Goal of the exercise
Transcribe each entry shown below with no difference from the original.

Task input
##########

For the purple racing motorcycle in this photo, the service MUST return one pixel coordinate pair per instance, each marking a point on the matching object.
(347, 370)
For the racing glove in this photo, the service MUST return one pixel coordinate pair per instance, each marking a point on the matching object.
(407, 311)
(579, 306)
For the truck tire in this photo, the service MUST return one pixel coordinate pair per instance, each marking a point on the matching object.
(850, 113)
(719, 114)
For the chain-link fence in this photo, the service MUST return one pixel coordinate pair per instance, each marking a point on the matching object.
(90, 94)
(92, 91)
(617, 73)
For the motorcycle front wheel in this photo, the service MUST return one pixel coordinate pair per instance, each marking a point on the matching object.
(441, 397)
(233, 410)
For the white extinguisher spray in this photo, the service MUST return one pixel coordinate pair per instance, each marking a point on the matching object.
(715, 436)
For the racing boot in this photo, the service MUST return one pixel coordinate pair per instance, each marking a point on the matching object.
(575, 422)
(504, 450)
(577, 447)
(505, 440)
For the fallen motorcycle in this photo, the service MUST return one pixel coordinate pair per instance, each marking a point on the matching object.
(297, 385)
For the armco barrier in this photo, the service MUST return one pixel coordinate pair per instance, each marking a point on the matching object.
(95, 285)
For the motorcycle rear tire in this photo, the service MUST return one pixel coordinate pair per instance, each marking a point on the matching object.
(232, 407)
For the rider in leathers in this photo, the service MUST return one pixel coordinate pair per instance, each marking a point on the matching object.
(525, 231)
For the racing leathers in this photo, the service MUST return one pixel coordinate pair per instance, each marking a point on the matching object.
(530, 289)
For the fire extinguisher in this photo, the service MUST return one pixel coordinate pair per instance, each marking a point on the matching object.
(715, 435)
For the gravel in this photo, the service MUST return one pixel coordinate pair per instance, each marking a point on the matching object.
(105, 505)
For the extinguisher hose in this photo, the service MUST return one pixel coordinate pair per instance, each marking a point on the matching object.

##########

Result
For the purple racing motorcycle in this photo, the service MUST return one pixel coordinate pair per instance, each marking a point on the matching object.
(347, 370)
For the racing glove in this photo, the service MUST return one pixel coordinate pair per instance, each marking a point on the matching object.
(407, 311)
(579, 306)
For the truck tire in this photo, the service MUST return one pixel coordinate pair per instance, each marking a point on the matching object.
(850, 113)
(719, 114)
For the chain-link fence in this photo, the service MUST return one pixel coordinate pair per instance, each marking a point on the matching object.
(90, 94)
(92, 91)
(617, 73)
For the motorcycle front wheel in this photo, the service MUST return one pixel coordinate pair per instance, each marking a point on the matching object.
(441, 397)
(233, 410)
For the white extinguisher spray in this photo, the service MUST return one pixel coordinate pair per instance, each marking a point on the matching object.
(715, 436)
For the racing boot in this photo, the service MUST return one pixel coordinate pair per instance, each marking a point on the matching object.
(575, 422)
(504, 450)
(577, 447)
(505, 440)
For the fallen motorcycle in this photo, the service MUST return one pixel coordinate pair per instance, each marking a point on the matching object.
(297, 385)
For the armco barrier in this photo, the service MUST return one pixel coordinate pair per instance, each marking a point on the matching object.
(95, 285)
For the motorcycle rear tire in this photo, the service MUST return one pixel coordinate pair per instance, each marking a point on the matching object.
(232, 407)
For the rider in leathers in this photo, the service MUST return one pixel coordinate pair per instance, each marking a point on the matching object.
(525, 231)
For the racing leathers in this photo, the service MUST return one pixel coordinate pair per instance, each marking a point on the matching object.
(530, 289)
For the fire extinguisher in this photo, the service MUST return one pixel coordinate pair per instance, each marking a point on the matching object.
(715, 435)
For the gravel in this photo, the service MUST return one pixel coordinate pair per instance, each marking a point on the matching object.
(105, 505)
For the extinguisher hose in this photo, the service MUST return one pixel coordinate pair per instance, each marking a point on the matching object.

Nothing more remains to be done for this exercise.